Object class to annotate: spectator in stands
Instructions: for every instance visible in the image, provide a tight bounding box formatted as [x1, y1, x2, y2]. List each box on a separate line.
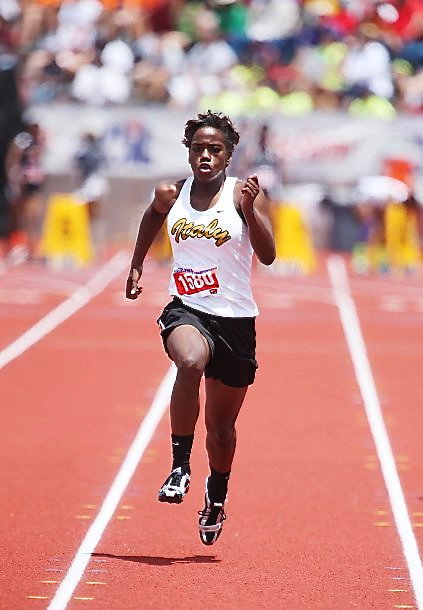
[74, 131, 108, 257]
[342, 28, 394, 99]
[5, 0, 423, 122]
[6, 121, 46, 261]
[132, 20, 188, 103]
[72, 36, 134, 105]
[394, 63, 423, 112]
[74, 131, 107, 218]
[167, 8, 239, 108]
[244, 123, 283, 201]
[0, 1, 23, 259]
====
-- REQUIRED ACTION --
Print the records verbatim, without pictures.

-- RESULT BELOW --
Object class to annotate: spectator in stands
Instructions: for every instance visible in the image, provide a tight bounding box formatted as [x1, y1, x2, y2]. List each box on a separate line.
[74, 131, 108, 257]
[342, 28, 394, 99]
[5, 0, 423, 122]
[6, 121, 46, 261]
[132, 20, 188, 103]
[72, 36, 134, 105]
[394, 63, 423, 112]
[74, 131, 107, 218]
[167, 8, 239, 108]
[244, 123, 283, 201]
[0, 1, 23, 259]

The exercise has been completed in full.